WHAT THE TASK REQUIRES:
Reproduce the entries below word for word, starting with their first line and ending with the line containing "(315, 0), (336, 60)", both ends included. Copy nothing past that line.

EXERCISE INPUT:
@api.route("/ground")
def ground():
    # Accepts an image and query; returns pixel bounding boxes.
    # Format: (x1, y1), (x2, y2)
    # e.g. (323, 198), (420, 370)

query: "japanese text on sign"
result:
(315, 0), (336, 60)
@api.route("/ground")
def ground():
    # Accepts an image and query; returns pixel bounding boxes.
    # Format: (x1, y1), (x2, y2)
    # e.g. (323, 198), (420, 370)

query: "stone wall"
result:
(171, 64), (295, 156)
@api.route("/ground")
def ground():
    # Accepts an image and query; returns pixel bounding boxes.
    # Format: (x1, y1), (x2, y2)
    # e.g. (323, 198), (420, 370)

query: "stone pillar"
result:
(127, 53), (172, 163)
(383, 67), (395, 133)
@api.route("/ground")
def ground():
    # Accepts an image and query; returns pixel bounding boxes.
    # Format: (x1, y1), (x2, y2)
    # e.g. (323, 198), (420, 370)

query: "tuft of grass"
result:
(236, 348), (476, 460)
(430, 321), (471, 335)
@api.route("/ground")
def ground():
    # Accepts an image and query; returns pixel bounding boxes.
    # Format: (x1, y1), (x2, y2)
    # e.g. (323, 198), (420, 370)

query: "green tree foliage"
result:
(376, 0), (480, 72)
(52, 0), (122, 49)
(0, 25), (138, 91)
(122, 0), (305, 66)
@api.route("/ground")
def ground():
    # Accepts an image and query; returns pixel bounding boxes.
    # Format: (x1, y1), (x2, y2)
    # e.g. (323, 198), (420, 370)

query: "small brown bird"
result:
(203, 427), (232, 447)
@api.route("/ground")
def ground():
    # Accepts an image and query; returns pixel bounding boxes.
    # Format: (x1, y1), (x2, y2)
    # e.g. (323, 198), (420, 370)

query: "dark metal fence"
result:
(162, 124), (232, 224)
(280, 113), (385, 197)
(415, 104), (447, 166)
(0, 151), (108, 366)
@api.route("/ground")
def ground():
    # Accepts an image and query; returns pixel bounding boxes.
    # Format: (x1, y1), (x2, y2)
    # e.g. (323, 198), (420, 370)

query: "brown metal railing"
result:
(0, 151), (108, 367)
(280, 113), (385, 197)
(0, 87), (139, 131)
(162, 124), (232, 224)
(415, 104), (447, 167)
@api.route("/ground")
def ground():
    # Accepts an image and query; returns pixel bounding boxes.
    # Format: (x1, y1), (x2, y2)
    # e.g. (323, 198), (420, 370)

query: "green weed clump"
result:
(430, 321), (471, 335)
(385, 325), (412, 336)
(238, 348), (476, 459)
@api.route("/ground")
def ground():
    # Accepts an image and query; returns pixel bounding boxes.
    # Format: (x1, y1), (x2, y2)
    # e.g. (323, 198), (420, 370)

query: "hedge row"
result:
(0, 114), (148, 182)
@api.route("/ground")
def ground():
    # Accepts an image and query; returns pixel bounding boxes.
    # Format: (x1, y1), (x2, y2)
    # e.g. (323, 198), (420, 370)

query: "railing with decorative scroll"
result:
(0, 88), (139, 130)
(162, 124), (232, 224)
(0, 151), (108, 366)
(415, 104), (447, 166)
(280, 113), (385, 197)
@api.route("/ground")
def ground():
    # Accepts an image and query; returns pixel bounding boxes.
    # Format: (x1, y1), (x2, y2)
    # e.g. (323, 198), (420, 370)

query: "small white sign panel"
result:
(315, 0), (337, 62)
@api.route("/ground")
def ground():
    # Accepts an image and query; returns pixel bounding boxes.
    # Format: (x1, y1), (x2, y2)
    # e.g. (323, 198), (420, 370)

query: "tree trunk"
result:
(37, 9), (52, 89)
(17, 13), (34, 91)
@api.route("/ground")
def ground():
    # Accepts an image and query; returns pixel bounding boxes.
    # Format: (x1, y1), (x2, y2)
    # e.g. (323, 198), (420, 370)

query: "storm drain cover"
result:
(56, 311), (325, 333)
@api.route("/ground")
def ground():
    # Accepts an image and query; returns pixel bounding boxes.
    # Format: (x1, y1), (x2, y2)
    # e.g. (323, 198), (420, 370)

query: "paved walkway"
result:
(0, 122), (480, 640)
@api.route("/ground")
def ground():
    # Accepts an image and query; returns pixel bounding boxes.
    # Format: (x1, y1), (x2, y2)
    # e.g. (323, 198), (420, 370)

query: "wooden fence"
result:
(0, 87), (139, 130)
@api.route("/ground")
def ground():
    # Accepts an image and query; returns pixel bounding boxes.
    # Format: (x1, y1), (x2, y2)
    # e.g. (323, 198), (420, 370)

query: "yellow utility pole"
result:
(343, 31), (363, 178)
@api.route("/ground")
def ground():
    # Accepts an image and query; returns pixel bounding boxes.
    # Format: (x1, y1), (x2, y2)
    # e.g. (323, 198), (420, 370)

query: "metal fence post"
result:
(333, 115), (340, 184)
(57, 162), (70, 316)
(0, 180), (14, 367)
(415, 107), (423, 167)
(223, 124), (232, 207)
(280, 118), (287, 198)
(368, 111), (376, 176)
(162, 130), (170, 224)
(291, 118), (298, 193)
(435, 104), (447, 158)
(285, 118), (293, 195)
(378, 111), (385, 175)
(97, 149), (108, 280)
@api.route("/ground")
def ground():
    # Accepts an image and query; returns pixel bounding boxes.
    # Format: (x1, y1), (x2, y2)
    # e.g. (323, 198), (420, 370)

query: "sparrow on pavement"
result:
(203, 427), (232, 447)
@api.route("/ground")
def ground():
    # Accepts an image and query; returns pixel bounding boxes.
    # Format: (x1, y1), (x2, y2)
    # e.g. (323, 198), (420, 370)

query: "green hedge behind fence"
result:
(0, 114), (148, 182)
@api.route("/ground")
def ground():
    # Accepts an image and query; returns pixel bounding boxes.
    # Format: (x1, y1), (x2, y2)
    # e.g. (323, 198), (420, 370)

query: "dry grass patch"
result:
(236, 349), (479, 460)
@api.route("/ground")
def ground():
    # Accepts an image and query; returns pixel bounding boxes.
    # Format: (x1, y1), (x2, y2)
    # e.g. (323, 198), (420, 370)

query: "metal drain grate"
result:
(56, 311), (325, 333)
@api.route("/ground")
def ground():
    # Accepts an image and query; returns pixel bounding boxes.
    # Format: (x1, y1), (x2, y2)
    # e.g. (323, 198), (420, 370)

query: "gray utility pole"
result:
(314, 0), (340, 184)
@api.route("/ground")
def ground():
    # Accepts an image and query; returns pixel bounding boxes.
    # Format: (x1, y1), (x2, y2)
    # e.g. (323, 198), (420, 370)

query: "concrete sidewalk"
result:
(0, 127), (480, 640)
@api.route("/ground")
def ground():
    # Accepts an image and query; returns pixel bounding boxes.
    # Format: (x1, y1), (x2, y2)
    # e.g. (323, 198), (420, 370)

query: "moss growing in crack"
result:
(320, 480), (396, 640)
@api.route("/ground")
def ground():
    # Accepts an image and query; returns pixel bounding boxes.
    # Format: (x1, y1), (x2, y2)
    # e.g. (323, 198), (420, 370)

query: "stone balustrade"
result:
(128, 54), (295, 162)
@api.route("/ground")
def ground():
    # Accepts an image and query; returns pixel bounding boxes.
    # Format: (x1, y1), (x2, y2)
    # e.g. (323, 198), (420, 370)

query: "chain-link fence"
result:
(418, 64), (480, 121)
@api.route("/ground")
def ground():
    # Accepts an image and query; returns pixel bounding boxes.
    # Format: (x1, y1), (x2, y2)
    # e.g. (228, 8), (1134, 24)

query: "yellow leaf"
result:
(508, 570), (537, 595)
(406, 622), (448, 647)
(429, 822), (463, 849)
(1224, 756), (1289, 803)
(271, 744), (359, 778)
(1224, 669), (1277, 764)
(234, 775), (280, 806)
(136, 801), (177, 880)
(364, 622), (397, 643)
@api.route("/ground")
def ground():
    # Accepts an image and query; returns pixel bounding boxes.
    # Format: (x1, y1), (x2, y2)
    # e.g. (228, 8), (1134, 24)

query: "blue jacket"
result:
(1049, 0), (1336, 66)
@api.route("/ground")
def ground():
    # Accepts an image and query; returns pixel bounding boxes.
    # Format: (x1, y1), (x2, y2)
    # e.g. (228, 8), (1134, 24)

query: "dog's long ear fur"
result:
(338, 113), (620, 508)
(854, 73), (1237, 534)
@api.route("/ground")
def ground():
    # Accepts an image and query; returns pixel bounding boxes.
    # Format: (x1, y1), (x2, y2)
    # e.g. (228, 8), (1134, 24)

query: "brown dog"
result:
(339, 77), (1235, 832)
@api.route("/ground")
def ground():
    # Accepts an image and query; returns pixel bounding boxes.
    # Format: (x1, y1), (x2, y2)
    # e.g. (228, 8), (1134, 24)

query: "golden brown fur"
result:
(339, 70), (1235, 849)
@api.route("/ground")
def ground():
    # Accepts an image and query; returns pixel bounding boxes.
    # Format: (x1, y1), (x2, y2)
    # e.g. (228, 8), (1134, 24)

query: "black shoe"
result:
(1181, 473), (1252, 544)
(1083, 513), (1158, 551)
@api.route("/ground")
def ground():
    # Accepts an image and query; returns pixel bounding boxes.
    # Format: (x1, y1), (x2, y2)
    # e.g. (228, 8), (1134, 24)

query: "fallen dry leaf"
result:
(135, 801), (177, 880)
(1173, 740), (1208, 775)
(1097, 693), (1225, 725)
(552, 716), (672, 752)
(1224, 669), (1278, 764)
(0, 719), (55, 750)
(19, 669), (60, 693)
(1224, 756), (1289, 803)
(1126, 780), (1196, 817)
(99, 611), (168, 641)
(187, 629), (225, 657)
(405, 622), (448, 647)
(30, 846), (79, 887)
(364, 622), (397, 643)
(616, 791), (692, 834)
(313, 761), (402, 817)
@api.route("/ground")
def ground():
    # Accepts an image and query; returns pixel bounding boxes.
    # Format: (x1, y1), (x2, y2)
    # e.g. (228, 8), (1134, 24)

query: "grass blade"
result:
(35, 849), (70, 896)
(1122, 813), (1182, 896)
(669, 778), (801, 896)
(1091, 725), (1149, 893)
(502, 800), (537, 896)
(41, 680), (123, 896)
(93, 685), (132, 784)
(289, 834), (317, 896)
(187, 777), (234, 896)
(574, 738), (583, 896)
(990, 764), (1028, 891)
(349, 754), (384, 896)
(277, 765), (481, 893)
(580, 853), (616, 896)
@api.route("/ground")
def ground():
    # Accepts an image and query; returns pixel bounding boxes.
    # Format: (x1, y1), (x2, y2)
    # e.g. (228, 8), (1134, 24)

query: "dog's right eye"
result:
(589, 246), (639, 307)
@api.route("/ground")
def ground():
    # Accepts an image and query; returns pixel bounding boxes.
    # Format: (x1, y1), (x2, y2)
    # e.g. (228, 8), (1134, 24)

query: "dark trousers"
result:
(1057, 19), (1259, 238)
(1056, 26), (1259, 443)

FINAL RESULT:
@api.route("/ground")
def ground():
    # Accepts an image and query; returns pixel bounding boxes.
    # Format: (x1, y1), (x2, y2)
    # e.g. (323, 198), (420, 370)

query: "japanese text on sign"
result:
(315, 0), (336, 60)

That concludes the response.